Provide the records once more, identical to the original.

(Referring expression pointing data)
*** Begin section ***

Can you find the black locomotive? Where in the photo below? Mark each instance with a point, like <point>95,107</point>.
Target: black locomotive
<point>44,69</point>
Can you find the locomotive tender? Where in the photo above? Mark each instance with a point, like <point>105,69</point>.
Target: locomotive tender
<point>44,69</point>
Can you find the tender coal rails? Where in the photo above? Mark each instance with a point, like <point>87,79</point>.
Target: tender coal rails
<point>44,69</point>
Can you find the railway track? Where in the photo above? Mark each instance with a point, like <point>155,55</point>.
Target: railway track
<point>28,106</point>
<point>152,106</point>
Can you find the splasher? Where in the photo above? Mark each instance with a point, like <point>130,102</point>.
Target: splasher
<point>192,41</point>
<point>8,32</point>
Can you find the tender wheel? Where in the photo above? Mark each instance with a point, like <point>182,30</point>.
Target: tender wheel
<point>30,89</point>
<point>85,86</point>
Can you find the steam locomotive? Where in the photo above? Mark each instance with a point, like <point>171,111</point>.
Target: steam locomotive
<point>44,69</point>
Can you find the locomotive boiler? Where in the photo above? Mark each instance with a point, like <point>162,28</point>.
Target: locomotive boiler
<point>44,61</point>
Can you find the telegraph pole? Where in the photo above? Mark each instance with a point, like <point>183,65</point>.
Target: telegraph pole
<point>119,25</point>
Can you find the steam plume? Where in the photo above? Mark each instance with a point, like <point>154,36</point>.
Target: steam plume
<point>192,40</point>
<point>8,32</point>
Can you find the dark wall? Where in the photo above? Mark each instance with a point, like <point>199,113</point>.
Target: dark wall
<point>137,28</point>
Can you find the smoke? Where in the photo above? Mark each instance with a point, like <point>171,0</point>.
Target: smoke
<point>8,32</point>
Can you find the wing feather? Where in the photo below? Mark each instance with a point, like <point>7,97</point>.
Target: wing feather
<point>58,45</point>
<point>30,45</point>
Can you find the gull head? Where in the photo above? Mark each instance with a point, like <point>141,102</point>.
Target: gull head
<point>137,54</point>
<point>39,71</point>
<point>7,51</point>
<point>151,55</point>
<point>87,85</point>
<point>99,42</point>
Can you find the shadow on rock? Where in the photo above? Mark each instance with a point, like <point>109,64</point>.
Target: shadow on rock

*** End section ***

Solution to the exercise:
Can you find the black locomotive? Where in the photo below? Mark each instance with a point, like <point>95,107</point>.
Target: black locomotive
<point>44,69</point>
Can you find the locomotive tender? Where in the photo above? Mark each instance with a point, like <point>105,69</point>.
Target: locomotive tender
<point>44,69</point>
Can you find the tender coal rails? Where in the photo above? Mark each instance with a point, like <point>87,79</point>.
Target: tender coal rails
<point>44,69</point>
Can you find the railway track? Where in the photo above? Mark each instance with a point, like <point>155,55</point>.
Target: railway track
<point>28,106</point>
<point>152,106</point>
Can you find the splasher? Where in the photo above? Mark each instance with a point, like <point>130,102</point>.
Target: splasher
<point>192,41</point>
<point>8,32</point>
Can you find the tender wheel? Where in the photo above? Mark each instance with a point, like <point>182,30</point>.
Target: tender wheel
<point>30,89</point>
<point>85,86</point>
Can you find the steam locomotive? Where in the photo above? Mark each instance with a point, like <point>171,111</point>.
Target: steam locomotive
<point>44,69</point>
Can you find the locomotive boiler? Where in the photo above? Mark each instance with a point, like <point>162,28</point>.
Target: locomotive boiler
<point>44,61</point>
Can you find the telegraph pole? Where in the photo above? Mark each instance with a point, like <point>183,65</point>.
Target: telegraph pole
<point>119,25</point>
Can you find the steam plume? Where in the photo above? Mark each instance with a point, like <point>154,36</point>.
Target: steam plume
<point>192,40</point>
<point>8,32</point>
Can you find the dark wall? Where in the photo above? Mark each instance with a point, like <point>199,113</point>.
Target: dark wall
<point>137,28</point>
Can you find the smoke? Where in the photo above? Mark each instance with a point, like <point>171,0</point>.
Target: smoke
<point>8,32</point>
Can you find the wing feather? Where in the photo below? Mark each instance with a point, like <point>7,97</point>.
Target: wing feather
<point>58,45</point>
<point>30,45</point>
Can you find the gull head? Where in the photo above? Mark each instance with a point, like <point>141,102</point>.
Target: gull head
<point>137,54</point>
<point>39,71</point>
<point>7,51</point>
<point>151,55</point>
<point>87,85</point>
<point>99,42</point>
Can you find the shadow on rock? Where in the photo above? Mark each instance with a point, like <point>109,64</point>.
Target: shadow on rock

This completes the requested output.